Tasks and exercises:
a - Return the passage on modern language in historical fiction word for word, in full.
b - In the rows, substitute "station wagon" for "pickup truck" across the stretch from the line containing "QUESTION: Looking at the provided image, pinpoint the tree" through the line containing "[96,130,142,145]", leaving everything else unchanged, and give back only those lines.

Supplied text:
◇ ◇ ◇ ◇

My job as a fiction writer, as I see it, is, basically, to make things feel real  (and for ‘things’, read ‘people’, ‘relationships’,  ‘dynamics’, ‘situations’…  anything, everything).   I want to have my readers feel that they are there, in a particular situation with particular people.  The last thing I want to do is flag up differences, because that – I feel – creates distance, and the characters become curiosities.   When you are reading one of my novels, I want you to be there, I want that to be your world, your people.  

I have to admit that when I started out, when I began The Queen of Subtleties, I was following my nose.  One of the two narrative voices was to be Anne Boleyn’s and what struck me from my reading of her was that she was forthright, outspoken, uncompromising and, above all, for her time, ‘modern’.  So, how was I going to re-create her on the page?  Well, not by having her speaking mannered ‘old-fashioned language’, it seemed to me.  This was a woman who, on at least one occasion, had foreign ambassadors so disgusted by her language that in defiance of protocol they turned their backs on her and left the room.  In a situation such as that, what would I have her saying?  As I saw it, ‘Christ’s fut’ or anything like that just wouldn’t cut it.  So, in the novel, she ‘speaks’ in up-to-date language.  Because, in her time, her world, that was what she did.

When I’d finished that novel, my agent and editor each compiled a list of words which had, for them, jarred:  words that had gone too far.  I was grateful for their efforts and I did study those lists, but in the end decided to ignore them because, otherwise, I’d be writing by committee; the result would be cautious, mealy-mouthed, which was exactly what Anne Boleyn wasn’t.  I’d had a vision for that book, and I decided I had to stay true to it.

And, on the whole, I liked the result, which was why I went on to write similarly in subsequent books although not as yet as uncompromisingly because none of those subsequent characters have quite required it.  I do understand that for some readers the modern language ‘gets in the way’.  But that’s how the stilted voices of many other historical novels seem to me.

◇ ◇ ◇ ◇

Given data:
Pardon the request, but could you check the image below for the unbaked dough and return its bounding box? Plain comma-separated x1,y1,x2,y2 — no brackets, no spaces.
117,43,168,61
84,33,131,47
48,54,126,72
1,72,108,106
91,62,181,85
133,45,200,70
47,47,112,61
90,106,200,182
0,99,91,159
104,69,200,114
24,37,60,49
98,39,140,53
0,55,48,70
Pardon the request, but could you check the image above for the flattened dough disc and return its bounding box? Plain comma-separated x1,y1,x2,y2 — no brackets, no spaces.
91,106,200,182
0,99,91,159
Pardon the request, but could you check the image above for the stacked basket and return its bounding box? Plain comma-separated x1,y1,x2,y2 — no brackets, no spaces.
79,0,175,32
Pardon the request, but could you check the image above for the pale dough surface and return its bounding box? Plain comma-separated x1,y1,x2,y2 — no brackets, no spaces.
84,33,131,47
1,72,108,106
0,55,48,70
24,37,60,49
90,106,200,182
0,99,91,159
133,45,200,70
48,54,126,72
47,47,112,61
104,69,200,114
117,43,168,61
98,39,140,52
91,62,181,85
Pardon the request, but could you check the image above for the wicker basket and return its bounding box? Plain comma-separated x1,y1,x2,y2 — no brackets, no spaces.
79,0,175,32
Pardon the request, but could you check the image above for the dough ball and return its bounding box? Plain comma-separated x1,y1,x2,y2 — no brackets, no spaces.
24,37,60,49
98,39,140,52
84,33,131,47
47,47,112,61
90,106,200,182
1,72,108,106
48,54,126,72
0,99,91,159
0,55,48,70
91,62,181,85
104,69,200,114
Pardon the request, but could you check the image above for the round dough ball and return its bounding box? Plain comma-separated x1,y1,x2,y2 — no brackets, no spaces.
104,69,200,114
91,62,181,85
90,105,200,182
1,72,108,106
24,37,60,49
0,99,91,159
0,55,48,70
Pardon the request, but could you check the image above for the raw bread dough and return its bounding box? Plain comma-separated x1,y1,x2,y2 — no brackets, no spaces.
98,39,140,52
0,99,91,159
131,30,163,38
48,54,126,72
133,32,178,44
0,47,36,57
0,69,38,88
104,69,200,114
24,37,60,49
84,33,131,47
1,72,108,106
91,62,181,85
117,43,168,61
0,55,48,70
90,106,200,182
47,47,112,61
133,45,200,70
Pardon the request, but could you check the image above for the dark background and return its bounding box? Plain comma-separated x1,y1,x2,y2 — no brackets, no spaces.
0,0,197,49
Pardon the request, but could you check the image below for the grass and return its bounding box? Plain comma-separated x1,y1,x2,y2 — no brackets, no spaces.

◇ ◇ ◇ ◇

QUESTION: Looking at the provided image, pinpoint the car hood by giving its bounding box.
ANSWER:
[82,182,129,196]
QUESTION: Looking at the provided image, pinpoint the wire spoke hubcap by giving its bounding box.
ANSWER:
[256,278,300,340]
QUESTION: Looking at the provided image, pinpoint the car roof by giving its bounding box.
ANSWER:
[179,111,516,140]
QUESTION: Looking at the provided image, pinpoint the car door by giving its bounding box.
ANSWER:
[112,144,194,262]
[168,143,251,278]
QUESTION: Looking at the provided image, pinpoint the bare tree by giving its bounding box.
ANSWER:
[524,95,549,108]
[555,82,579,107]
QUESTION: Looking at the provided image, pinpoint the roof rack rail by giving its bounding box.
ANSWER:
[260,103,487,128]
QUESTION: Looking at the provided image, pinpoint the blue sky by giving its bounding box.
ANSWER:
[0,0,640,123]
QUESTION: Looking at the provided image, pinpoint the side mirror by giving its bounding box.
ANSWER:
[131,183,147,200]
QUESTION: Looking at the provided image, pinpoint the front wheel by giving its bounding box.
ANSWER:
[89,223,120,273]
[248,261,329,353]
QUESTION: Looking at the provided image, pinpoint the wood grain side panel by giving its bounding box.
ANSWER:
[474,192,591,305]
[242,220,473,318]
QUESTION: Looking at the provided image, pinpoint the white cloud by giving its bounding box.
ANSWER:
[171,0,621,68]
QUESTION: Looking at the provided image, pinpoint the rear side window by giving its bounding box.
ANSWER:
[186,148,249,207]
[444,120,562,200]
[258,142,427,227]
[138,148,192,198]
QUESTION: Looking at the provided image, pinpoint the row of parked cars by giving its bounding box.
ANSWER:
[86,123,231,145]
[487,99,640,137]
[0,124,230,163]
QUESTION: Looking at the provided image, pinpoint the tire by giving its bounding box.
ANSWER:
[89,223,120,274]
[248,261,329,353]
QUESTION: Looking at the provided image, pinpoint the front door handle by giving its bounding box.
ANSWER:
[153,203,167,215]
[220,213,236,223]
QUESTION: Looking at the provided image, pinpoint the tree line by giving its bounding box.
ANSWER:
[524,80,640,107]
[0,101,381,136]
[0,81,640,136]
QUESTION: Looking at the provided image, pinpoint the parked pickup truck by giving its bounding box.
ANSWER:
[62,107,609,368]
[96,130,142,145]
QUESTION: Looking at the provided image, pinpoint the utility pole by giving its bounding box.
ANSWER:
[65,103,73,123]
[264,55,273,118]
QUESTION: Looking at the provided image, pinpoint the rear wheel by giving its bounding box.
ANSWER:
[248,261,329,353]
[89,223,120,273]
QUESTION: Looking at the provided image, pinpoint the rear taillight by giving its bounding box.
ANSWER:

◇ ◇ ◇ ◇

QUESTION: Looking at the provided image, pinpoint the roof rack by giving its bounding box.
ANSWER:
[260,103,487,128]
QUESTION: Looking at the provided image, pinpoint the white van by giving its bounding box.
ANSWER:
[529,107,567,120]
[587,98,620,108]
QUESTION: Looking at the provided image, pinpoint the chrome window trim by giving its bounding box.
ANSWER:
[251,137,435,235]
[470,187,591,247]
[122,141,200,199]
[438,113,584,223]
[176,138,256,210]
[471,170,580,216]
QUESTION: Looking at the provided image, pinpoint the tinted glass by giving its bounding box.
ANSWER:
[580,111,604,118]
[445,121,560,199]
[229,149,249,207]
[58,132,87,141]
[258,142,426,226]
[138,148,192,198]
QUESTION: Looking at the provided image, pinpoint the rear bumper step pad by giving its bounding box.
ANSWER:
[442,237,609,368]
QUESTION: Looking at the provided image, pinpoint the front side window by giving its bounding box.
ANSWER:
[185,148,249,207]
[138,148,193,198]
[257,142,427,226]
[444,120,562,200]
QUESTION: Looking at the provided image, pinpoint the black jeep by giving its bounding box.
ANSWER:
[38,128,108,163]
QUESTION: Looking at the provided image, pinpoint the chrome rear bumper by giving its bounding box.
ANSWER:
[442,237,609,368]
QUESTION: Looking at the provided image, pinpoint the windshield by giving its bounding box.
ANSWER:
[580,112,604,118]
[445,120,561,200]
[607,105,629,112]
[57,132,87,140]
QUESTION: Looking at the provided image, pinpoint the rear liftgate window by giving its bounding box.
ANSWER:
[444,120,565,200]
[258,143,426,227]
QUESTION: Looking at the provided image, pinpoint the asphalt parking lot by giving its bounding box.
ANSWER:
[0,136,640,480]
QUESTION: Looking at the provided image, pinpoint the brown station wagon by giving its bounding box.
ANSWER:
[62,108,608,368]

◇ ◇ ◇ ◇

The results:
a -
My job as a fiction writer, as I see it, is, basically, to make things feel real  (and for ‘things’, read ‘people’, ‘relationships’,  ‘dynamics’, ‘situations’…  anything, everything).   I want to have my readers feel that they are there, in a particular situation with particular people.  The last thing I want to do is flag up differences, because that – I feel – creates distance, and the characters become curiosities.   When you are reading one of my novels, I want you to be there, I want that to be your world, your people.  

I have to admit that when I started out, when I began The Queen of Subtleties, I was following my nose.  One of the two narrative voices was to be Anne Boleyn’s and what struck me from my reading of her was that she was forthright, outspoken, uncompromising and, above all, for her time, ‘modern’.  So, how was I going to re-create her on the page?  Well, not by having her speaking mannered ‘old-fashioned language’, it seemed to me.  This was a woman who, on at least one occasion, had foreign ambassadors so disgusted by her language that in defiance of protocol they turned their backs on her and left the room.  In a situation such as that, what would I have her saying?  As I saw it, ‘Christ’s fut’ or anything like that just wouldn’t cut it.  So, in the novel, she ‘speaks’ in up-to-date language.  Because, in her time, her world, that was what she did.

When I’d finished that novel, my agent and editor each compiled a list of words which had, for them, jarred:  words that had gone too far.  I was grateful for their efforts and I did study those lists, but in the end decided to ignore them because, otherwise, I’d be writing by committee; the result would be cautious, mealy-mouthed, which was exactly what Anne Boleyn wasn’t.  I’d had a vision for that book, and I decided I had to stay true to it.

And, on the whole, I liked the result, which was why I went on to write similarly in subsequent books although not as yet as uncompromisingly because none of those subsequent characters have quite required it.  I do understand that for some readers the modern language ‘gets in the way’.  But that’s how the stilted voices of many other historical novels seem to me.

b -
QUESTION: Looking at the provided image, pinpoint the tree line by giving its bounding box.
ANSWER:
[524,80,640,107]
[0,101,381,136]
[0,81,640,136]
QUESTION: Looking at the provided image, pinpoint the parked station wagon by giving its bounding box.
ANSWER:
[62,107,609,368]
[96,130,142,145]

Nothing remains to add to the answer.